Excerpts from labeled region data:
((

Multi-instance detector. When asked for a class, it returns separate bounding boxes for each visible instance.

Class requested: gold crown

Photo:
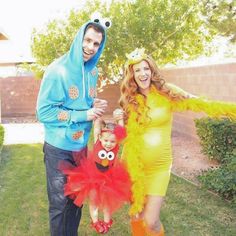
[126,48,147,65]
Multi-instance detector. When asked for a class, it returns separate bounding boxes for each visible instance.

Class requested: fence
[0,63,236,138]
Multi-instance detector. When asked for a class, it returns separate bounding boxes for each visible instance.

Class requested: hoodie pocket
[66,127,84,144]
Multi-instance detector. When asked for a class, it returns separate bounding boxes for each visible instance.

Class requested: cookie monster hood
[53,21,106,75]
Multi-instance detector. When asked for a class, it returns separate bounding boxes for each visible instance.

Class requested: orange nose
[101,159,109,167]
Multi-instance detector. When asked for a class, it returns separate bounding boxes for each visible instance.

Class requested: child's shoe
[101,219,113,234]
[91,220,104,234]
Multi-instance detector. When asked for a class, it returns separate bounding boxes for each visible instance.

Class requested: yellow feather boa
[122,87,236,215]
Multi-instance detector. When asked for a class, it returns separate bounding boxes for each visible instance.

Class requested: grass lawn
[0,144,236,236]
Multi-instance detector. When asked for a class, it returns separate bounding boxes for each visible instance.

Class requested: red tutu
[63,155,131,213]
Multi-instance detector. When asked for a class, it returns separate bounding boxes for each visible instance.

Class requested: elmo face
[93,137,119,167]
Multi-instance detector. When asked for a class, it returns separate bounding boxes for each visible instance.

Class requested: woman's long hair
[119,56,184,122]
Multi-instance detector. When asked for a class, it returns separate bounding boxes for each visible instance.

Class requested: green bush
[198,161,236,203]
[195,118,236,163]
[195,118,236,203]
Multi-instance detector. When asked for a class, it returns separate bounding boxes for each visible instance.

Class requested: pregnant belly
[140,129,172,170]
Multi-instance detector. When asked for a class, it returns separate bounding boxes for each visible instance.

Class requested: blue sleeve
[36,76,87,126]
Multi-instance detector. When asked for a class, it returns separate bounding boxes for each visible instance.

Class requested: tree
[29,0,218,88]
[202,0,236,43]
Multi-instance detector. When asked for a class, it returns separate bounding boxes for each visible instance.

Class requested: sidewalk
[2,123,44,145]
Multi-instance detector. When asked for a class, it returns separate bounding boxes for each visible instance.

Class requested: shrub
[195,118,236,163]
[195,118,236,203]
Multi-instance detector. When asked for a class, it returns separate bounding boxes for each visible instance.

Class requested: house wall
[0,63,236,138]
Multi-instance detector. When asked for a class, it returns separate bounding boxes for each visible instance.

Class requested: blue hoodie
[36,22,106,151]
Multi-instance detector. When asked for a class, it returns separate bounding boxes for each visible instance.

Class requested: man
[37,15,107,236]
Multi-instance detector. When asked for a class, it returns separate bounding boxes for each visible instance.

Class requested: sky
[0,0,86,57]
[0,0,235,68]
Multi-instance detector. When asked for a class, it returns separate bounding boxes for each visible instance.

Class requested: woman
[120,49,236,236]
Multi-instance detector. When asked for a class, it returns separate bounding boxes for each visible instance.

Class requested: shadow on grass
[0,144,236,236]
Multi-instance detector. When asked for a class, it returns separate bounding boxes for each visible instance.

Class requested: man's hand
[93,98,107,111]
[87,107,105,120]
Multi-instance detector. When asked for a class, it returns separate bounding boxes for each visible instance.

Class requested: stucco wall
[0,63,236,138]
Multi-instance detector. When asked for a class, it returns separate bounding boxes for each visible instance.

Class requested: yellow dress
[122,84,236,215]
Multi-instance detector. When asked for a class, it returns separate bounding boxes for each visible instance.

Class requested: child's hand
[113,108,124,121]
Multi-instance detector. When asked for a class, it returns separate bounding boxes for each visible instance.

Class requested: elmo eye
[107,152,115,161]
[98,150,107,160]
[101,18,111,29]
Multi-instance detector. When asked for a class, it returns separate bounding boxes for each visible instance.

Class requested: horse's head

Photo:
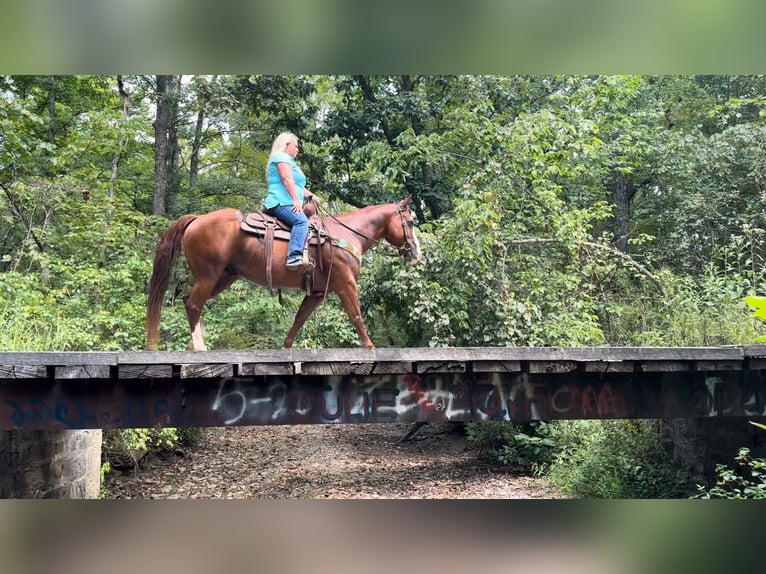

))

## [Given instruction]
Gather each line of the items above that contains the word "wall", and copy every such line in full.

## [Finished task]
Class requested: house wall
Class requested: stucco wall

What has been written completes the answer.